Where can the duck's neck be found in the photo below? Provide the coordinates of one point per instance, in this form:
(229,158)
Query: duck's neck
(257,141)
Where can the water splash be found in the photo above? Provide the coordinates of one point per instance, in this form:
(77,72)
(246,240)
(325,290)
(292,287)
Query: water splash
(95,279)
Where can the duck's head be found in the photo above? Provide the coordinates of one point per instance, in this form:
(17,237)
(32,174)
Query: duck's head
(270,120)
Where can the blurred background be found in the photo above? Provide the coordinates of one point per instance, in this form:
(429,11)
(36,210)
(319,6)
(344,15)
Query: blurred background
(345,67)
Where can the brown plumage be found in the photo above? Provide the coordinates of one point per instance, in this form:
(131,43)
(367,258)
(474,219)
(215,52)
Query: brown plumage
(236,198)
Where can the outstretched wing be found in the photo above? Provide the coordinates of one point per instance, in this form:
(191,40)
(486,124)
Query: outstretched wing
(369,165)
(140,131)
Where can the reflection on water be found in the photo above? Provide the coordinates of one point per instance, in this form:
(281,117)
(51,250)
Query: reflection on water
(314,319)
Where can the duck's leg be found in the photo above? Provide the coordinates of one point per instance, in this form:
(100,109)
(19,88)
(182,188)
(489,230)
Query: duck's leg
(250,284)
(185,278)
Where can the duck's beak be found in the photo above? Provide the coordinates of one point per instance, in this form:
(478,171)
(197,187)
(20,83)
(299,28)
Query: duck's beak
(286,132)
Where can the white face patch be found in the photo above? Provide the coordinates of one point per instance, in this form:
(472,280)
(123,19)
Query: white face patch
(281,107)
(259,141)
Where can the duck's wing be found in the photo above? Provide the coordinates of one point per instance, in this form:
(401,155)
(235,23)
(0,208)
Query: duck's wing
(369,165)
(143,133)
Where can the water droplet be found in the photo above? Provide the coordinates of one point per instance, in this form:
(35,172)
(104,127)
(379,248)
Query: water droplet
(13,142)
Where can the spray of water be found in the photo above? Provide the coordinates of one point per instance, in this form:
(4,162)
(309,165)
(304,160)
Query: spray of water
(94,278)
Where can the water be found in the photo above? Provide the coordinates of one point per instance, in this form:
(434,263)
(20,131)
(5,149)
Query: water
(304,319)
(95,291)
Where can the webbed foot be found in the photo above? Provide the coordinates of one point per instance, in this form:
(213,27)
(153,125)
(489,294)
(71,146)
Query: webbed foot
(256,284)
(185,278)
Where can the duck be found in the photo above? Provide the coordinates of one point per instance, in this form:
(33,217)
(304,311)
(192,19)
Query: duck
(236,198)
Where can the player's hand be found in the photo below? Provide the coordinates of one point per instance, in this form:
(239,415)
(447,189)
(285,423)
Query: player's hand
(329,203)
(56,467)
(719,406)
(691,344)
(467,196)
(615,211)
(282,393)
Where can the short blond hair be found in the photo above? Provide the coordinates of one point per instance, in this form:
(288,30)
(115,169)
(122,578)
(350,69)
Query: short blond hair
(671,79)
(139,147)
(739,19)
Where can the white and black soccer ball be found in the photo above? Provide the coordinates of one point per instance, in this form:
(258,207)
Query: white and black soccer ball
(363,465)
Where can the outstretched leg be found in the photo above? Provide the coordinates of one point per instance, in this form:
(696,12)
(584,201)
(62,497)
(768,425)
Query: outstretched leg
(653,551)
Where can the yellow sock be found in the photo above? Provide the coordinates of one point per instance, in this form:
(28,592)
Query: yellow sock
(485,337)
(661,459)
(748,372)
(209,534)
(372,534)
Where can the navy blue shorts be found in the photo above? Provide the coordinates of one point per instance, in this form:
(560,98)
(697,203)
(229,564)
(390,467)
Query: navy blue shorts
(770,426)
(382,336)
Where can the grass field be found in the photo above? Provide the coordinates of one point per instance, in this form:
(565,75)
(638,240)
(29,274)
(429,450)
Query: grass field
==========
**To do:**
Produce an exact copy of all the records.

**Output for this task:**
Where can the duck's neck be found in the photo below? Provide the coordinates of one point per instance, in this form:
(229,158)
Query: duck's neck
(257,141)
Where can the water splash be found in the photo above? Provide the coordinates of one point per instance, in this form:
(77,72)
(246,240)
(325,290)
(292,287)
Query: water splash
(95,279)
Where can the duck's head be found in the photo above? Provide the coordinates of one point per instance, in this form:
(17,237)
(32,174)
Query: duck's head
(270,120)
Where can the blurred background be found in the photo above? Provide the coordinates of one point per instance, in this form:
(429,11)
(36,210)
(319,6)
(344,15)
Query: blurred background
(345,67)
Where can the brown plumage be found in the photo above? Provide the coordinates of one point per instance, in this form:
(131,43)
(367,258)
(474,219)
(215,52)
Query: brown plumage
(236,198)
Where can the outstretched wing be found in the photo above? Provide the coordinates of one point per instance, in this form:
(191,40)
(486,124)
Query: outstretched wing
(369,165)
(140,131)
Where can the reflection on water be found in the photo above? Provide the coordinates of one point per instance, in this form:
(281,117)
(51,250)
Query: reflection on water
(314,319)
Where can the duck's leg be found in the photo above? Provide the coordinates of one point per instance, in this form:
(100,109)
(19,88)
(182,188)
(489,230)
Query: duck's leg
(250,284)
(185,278)
Where can the duck's beak be found in the photo above? Provide the coordinates of one point per instance, in this form:
(478,171)
(197,187)
(20,83)
(299,28)
Query: duck's beak
(286,132)
Where can the white face patch be found in the photo above? Provide the coordinates of one point per instance, in this form:
(472,280)
(123,19)
Query: white face patch
(281,107)
(259,141)
Where can the duck's wing be found in the photo above? Provide the coordinates of one point per instance, in this form:
(401,155)
(235,23)
(0,208)
Query: duck's wing
(369,165)
(143,133)
Where can the water droplet be found in the photo above? Provide the coordinates of one point per instance, in this form:
(35,172)
(104,127)
(379,248)
Query: water droplet
(13,142)
Where can the spray of water be found in the photo above? Provide the coordinates of one point per instance, in this form:
(4,162)
(309,165)
(304,160)
Query: spray of water
(94,278)
Where can the water be found in the photo above? Provide the coordinates of one point per instance, in this form:
(434,263)
(20,131)
(5,149)
Query: water
(304,319)
(95,291)
Where can the webbed foot be found in the photo above? Provide the coordinates of one point per instance, in this form:
(213,27)
(153,125)
(489,294)
(71,146)
Query: webbed foot
(256,284)
(185,278)
Where can the duck be found in the photo above? Provide the coordinates of one point per instance, in this form:
(33,217)
(304,311)
(192,19)
Query: duck
(236,198)
Where can the player's hand be found in the photo below? Provide the coordinates of one point per instance, in this form:
(239,415)
(447,189)
(285,423)
Query: player's hand
(329,203)
(56,467)
(719,406)
(691,344)
(467,196)
(615,211)
(282,393)
Where can the short blond hair be found in the photo above? Provide the coordinates of one point per instance, in this form:
(288,30)
(115,169)
(122,578)
(350,69)
Query: short blond hair
(671,79)
(139,147)
(739,19)
Where can the white and black soccer ball be found in the photo above? Provide the coordinates of one point per instance, in this form:
(258,207)
Query: white and black soccer ball
(363,465)
Where can the outstretched leg be found in the photo above? Provide the coordinates of one point per instance, in this form:
(696,12)
(584,201)
(62,497)
(768,425)
Query: outstretched leg
(653,551)
Where can the yellow sock be found in the photo above? Provide the coordinates of one point per instance, in this form:
(28,592)
Query: yellow sock
(485,337)
(661,459)
(748,372)
(209,534)
(372,534)
Where can the navy blue shorts be found in the photo above? Provide the coordinates of one point per instance, in this form:
(560,98)
(697,203)
(229,564)
(390,467)
Query: navy blue shorts
(770,426)
(382,336)
Where can the grass field be found in the photo above? Provide the coordinates of one point per instance, in this form:
(565,75)
(638,240)
(29,274)
(429,450)
Query: grass field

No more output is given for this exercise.